*Input:*
------------------------------------------------------------

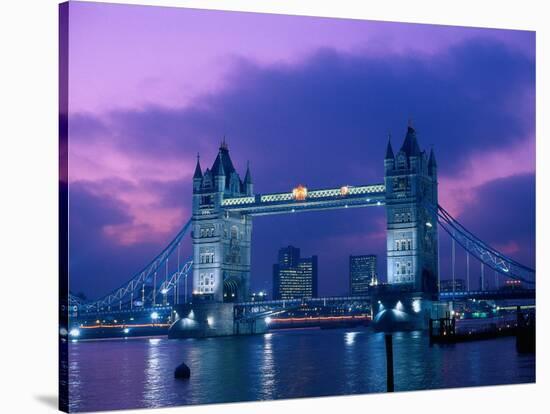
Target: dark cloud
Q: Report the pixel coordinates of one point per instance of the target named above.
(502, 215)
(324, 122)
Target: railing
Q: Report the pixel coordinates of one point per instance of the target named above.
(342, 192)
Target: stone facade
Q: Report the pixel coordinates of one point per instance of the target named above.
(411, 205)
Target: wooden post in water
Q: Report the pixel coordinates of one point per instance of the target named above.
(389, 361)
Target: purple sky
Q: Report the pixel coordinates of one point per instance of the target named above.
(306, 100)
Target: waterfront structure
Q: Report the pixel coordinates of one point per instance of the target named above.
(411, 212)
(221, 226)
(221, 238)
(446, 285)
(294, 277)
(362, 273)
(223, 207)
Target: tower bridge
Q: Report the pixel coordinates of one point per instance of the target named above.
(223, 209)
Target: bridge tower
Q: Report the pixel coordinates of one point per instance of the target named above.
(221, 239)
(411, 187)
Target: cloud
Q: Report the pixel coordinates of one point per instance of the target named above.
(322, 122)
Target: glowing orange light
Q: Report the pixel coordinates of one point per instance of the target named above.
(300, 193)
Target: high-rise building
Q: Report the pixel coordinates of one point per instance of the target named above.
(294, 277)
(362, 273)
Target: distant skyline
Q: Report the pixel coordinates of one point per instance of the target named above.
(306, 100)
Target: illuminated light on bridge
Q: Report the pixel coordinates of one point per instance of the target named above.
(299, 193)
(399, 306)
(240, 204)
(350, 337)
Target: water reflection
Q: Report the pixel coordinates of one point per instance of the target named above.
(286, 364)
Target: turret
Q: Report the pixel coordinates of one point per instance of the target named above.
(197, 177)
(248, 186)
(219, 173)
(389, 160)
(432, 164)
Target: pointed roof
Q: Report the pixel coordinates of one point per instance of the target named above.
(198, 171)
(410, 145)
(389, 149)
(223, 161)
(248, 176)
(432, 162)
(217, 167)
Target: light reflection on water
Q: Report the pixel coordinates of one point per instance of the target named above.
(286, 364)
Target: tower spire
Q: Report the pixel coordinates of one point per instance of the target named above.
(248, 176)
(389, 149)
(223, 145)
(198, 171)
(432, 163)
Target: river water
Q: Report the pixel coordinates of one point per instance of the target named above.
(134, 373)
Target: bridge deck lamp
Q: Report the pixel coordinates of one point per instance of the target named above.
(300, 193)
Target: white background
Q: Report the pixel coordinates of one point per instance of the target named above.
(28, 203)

------------------------------------------------------------

*Instructions to follow:* Only the lines from the start of the material to the line with "Target: stone facade", inclusive, belong in the answer, printed exactly and free of pictures.

*Solution below:*
Target: dark cloud
Q: Report the pixel coordinates of one point per instance of the target named above.
(502, 215)
(324, 122)
Target: railing
Q: Report the pixel coordinates of one point per instance of the target named above.
(342, 192)
Target: stone facade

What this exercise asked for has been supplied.